WHAT IS ASKED
1) From the Ghost Dance review, extract the passage from "As might be" up to and including "particular glaring omission.".
2) Answer these questions using the Ghost Dance review:
(a) In what year was James Mooney's study of the movement published?
(b) Between which years were Short Bull's five narratives recorded?
(c) Which sources does the reviewer call a particular glaring omission?

##### DOCUMENT SEGMENT #####

As might be expected of a work of this nature, it is both original and academically respectable. It is a splendid work of reference which will certainly prove invaluable to other researchers in the same field. With the discipline of the true professional historian it founds directly upon the primary sources, including a considerable volume of official correspondence obtained from a range of US archives. The bibliography is extensive. I would however venture to suggest that not all of the relevant sources have been covered and that the passenger lists for Buffalo Bill’s various transatlantic crossings are one particular glaring omission.

The central theme presents a challenge to the accepted view – the ‘perversion myth’ – that the Ghost Dance religion initiated by the Paiute mystic Wovoka assumed uniquely militant overtones among the Lakota. It is argued that anthropologist James Mooney’s seminal study of the causes of this movement, published in 1896, is severely flawed to the extent that his Lakota informants were drawn exclusively from the ranks of the bitterly opposed ‘progressives’ actively engaged in the movement’s suppression, whether as reservation policemen or as army scouts. (Those who were best qualified to comment, the leading Ghost Dancers such as Short Bull and Kicking Bear, were in Europe with Buffalo Bill by the time Mooney came calling on the South Dakota reservations.) A further consideration is that owing to all the trouble and bloodshed which had so recently culminated in the tragedy at Wounded Knee, people were afraid to express their opinions openly.

The use by the Lakota of ‘ghost shirts’, which were supposedly impervious to bullets, is widely cited as conclusive evidence of the Indians’ aggressive intentions but on a proper examination it appears that the adoption of these garments was entirely consistent with a programme of passive resistance. The shirts, properly understood, were a purely defensive measure, intended to shield the dancers against the very real (and actually realised) threat of violent interference with the exercise of their religious liberty.

The Ghost Dance was and continues to be generally misunderstood as more or less synonymous with the war dance, or else at the very least as a ritual preparation for a general Indian uprising. As Dr Maddra demonstrates, the hard evidence in support of this perspective is conspicuous by its absence.

Dr Maddra places a great deal of reliance upon five of Short Bull’s narratives, which were recorded on various occasions between 1891 and 1915. These accounts of his pilgrimage to Nevada and subsequent involvement in the movement substantiate her interpretation of the Ghost Dance cult as an indigenous adaptation of the Christian religion, with its central tenets having unmistakably been absorbed over a period of time from missionaries of a range of denominations. Only in respect of its rituals and other outward manifestations was it traditionalist and nativistic. Dance is seldom, if ever, an element of worship in any of the orthodox branches of the Christian faith but duly considered the Ghost Dance cult represented a sincere attempt to adopt and adapt to the dominant culture’s spiritual worldview, on terms which were readily accessible to the Indians, and with a stress upon the apocalyptic dimension which by the late 19th century was no longer routinely emphasised. It was surprisingly pacifistic in its content and on sober analysis was probably no more than a means through which the Indians sought to resign themselves to the radical and rapid cultural transition which was taking place in their time and over which they otherwise held no control.

##### LISTED RECORDS #####

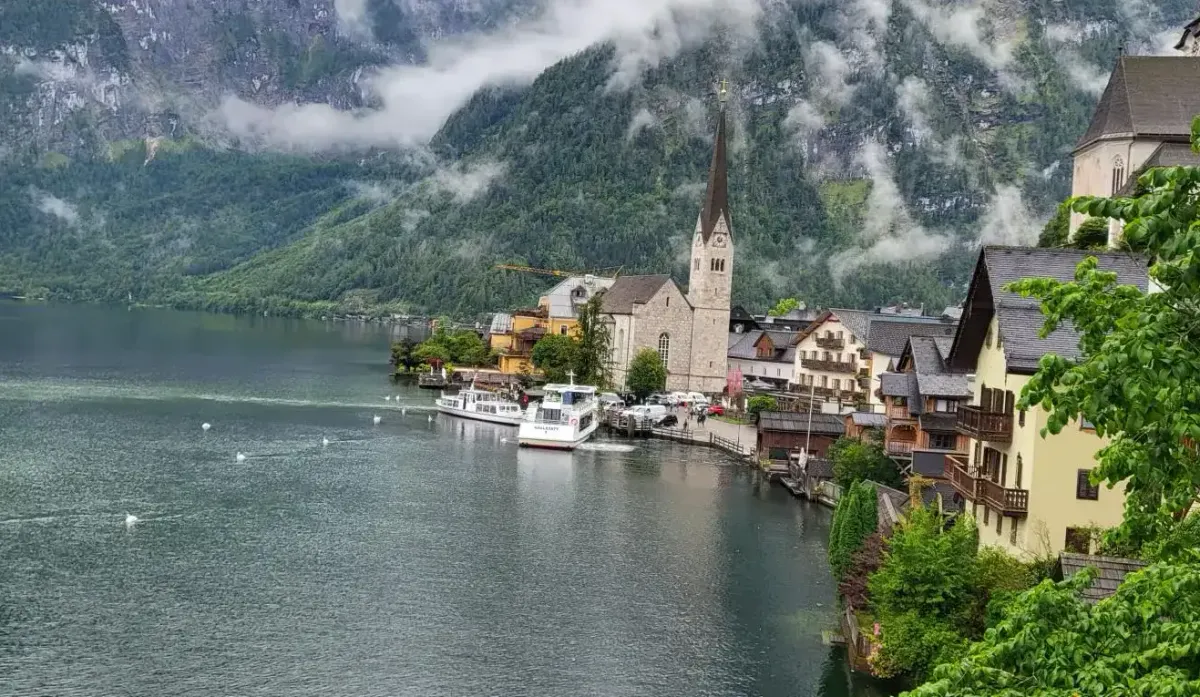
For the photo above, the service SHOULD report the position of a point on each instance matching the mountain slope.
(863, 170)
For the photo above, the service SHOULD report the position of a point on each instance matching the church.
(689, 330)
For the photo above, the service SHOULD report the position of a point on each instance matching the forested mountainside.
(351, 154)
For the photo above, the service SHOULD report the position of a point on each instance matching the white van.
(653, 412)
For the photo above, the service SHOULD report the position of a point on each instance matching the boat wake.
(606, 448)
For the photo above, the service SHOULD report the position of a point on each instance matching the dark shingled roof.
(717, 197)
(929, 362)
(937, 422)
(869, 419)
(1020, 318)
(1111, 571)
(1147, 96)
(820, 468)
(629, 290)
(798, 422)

#####

EXERCISE RESPONSES
1)
As might be expected of a work of this nature, it is both original and academically respectable. It is a splendid work of reference which will certainly prove invaluable to other researchers in the same field. With the discipline of the true professional historian it founds directly upon the primary sources, including a considerable volume of official correspondence obtained from a range of US archives. The bibliography is extensive. I would however venture to suggest that not all of the relevant sources have been covered and that the passenger lists for Buffalo Bill’s various transatlantic crossings are one particular glaring omission.

2)
(a) 1896
(b) Between 1891 and 1915
(c) The passenger lists for Buffalo Bill's various transatlantic crossings